[BEGIN GIVEN PASSAGE]

The interplay of Nakamoto Consensus and Byzantine Fault Tolerance

Trying to understand the interplay of BFT and NC is not easy. Reading the original papers without a guide is challenging because BFT was invented prior to NC, and, the authors of NC were likely unaware of BFT research. To my knowledge, there is not a rigorous comparison of the design tradeoffs.

This basic primer should help the reader understand the design trade-offs between NC and BFT algorithms. Reading this first will help provide context before tackling the BFT and NC papers listed at the end of this article.

Looking forward, it’s important to understand these trade-offs because most next generation blockchains are moving away from NC towards new BFT-based consensus algorithms.

SIMILARITIES AND DIFFERENCES

BFT and NC are not directly comparable. BFT describes a family of scenarios, while NC is a specific algorithm. The scenario NC is built for had not been previously posed by BFT related research, and in fact, the Bitcoin whitepaper does not reference any BFT research among its many citations. That said, it’s possible to consider NC in the context of BFT by looking at some of the similarities and differences.

Similarities:

  • Both replicate state machines to increase reliability and availability, and accept inefficiency as a trade-off.
  • Byzantine Behavior: Both assume nodes can attempt to say different things to different peer nodes, and have mechanisms to detect this behavior.

[END GIVEN PASSAGE]
[BEGIN ROWS]

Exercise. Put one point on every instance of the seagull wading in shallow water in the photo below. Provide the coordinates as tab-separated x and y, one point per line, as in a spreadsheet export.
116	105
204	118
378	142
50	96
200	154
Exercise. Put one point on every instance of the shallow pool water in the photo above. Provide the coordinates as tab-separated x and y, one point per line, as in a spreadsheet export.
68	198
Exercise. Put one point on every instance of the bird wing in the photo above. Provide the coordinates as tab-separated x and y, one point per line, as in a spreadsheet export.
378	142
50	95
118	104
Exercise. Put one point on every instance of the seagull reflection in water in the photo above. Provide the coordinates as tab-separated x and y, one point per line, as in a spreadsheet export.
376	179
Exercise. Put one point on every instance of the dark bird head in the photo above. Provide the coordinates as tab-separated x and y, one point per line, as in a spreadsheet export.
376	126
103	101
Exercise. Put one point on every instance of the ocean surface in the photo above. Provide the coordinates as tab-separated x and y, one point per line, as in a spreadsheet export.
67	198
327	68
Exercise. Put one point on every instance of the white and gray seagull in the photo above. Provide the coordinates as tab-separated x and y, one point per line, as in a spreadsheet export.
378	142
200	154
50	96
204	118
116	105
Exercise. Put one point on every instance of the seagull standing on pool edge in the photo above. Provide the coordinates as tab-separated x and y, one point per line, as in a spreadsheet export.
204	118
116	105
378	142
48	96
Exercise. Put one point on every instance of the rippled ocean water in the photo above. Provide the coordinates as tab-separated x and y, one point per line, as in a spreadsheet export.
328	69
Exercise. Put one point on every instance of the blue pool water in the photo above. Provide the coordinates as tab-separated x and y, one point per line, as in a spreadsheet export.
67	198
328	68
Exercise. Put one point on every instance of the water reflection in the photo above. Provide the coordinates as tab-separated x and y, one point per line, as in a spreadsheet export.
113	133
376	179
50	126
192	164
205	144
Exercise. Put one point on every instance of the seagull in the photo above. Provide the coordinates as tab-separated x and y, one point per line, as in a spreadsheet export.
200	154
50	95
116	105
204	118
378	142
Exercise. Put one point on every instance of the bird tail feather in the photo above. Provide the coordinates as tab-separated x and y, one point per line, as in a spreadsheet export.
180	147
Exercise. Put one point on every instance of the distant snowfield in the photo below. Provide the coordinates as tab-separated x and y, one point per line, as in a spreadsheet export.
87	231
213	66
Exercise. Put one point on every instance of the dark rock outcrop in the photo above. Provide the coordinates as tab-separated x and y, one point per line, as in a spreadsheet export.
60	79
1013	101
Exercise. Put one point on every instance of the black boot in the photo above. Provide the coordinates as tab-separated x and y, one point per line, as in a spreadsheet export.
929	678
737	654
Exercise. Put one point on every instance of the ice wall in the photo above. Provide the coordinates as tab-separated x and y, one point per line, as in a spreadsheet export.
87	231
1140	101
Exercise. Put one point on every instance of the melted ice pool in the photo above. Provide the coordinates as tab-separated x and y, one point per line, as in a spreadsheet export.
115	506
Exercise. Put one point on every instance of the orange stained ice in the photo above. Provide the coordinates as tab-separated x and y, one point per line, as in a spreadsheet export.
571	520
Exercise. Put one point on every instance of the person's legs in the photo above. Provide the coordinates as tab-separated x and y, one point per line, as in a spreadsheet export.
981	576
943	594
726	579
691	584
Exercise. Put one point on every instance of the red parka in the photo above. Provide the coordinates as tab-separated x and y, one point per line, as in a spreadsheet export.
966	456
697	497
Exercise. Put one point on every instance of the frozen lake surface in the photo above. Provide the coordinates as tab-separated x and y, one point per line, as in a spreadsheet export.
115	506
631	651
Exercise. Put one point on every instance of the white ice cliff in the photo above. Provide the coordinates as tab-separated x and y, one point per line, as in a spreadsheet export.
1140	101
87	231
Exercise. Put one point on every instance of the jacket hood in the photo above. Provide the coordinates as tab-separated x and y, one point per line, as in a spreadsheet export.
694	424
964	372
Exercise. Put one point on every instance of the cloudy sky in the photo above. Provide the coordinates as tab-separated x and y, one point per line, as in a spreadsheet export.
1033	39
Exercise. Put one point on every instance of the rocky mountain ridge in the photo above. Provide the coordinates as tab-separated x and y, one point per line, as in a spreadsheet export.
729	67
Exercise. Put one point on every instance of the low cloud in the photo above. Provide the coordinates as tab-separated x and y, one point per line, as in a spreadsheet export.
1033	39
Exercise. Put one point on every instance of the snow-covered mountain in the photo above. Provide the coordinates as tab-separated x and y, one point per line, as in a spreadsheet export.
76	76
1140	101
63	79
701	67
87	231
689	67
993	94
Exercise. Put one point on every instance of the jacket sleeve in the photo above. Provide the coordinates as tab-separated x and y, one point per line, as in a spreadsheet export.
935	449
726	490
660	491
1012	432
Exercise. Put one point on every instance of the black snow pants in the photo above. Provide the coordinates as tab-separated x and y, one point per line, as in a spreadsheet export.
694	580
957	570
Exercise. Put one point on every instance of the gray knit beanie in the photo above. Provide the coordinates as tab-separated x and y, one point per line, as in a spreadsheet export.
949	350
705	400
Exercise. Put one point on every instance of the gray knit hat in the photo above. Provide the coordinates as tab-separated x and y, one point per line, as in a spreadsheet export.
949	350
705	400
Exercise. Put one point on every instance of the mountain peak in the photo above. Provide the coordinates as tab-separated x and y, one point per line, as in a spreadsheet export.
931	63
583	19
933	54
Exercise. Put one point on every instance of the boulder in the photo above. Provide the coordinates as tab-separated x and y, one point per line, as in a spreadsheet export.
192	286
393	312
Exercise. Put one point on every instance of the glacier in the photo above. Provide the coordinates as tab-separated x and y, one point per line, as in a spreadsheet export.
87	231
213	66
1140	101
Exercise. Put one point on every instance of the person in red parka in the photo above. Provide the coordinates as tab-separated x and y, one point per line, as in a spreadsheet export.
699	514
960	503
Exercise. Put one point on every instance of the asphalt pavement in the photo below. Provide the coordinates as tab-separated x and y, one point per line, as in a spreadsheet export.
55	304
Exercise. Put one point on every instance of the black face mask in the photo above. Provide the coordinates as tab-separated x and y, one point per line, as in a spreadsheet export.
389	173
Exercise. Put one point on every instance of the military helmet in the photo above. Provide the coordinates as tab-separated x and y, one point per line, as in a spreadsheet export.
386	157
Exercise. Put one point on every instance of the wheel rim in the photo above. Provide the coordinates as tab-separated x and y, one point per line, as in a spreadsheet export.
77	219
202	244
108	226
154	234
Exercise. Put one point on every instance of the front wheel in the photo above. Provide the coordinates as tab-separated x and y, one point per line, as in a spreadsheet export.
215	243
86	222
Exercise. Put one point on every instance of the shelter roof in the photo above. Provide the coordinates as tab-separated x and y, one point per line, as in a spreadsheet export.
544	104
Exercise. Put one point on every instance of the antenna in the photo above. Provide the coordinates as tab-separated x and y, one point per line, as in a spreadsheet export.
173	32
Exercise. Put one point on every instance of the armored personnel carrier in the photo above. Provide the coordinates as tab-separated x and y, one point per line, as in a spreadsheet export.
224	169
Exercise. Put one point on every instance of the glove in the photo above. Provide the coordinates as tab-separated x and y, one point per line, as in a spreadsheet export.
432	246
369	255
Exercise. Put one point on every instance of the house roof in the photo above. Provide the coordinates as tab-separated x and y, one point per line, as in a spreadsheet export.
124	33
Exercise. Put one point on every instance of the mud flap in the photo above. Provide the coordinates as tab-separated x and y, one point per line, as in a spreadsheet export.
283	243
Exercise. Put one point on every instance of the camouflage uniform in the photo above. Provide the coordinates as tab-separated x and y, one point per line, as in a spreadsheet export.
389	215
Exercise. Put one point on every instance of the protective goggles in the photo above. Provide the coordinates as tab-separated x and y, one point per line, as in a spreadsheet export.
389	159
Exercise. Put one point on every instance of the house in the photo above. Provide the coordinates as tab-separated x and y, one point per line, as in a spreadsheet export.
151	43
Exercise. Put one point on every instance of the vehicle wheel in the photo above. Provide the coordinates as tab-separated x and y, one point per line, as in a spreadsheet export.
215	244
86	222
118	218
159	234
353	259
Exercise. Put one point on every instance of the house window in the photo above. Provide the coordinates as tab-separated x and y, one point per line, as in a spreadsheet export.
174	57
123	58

[END ROWS]

§ EXERCISE INSTRUCTIONS:
1. Please translate this sentence from the passage on Nakamoto Consensus and BFT into Spanish: "BFT and NC are not directly comparable."
2. From the passage on Nakamoto Consensus and BFT, output the stretch from "Looking forward, it’s" through "detect this behavior." with no changes.

§ SOLUTIONS BY TASK:
1. BFT y NC no son directamente comparables.

2.
Looking forward, it’s important to understand these trade-offs because most next generation blockchains are moving away from NC towards new BFT-based consensus algorithms.

SIMILARITIES AND DIFFERENCES

BFT and NC are not directly comparable. BFT describes a family of scenarios, while NC is a specific algorithm. The scenario NC is built for had not been previously posed by BFT related research, and in fact, the Bitcoin whitepaper does not reference any BFT research among its many citations. That said, it’s possible to consider NC in the context of BFT by looking at some of the similarities and differences.

Similarities:

  • Both replicate state machines to increase reliability and availability, and accept inefficiency as a trade-off.
  • Byzantine Behavior: Both assume nodes can attempt to say different things to different peer nodes, and have mechanisms to detect this behavior.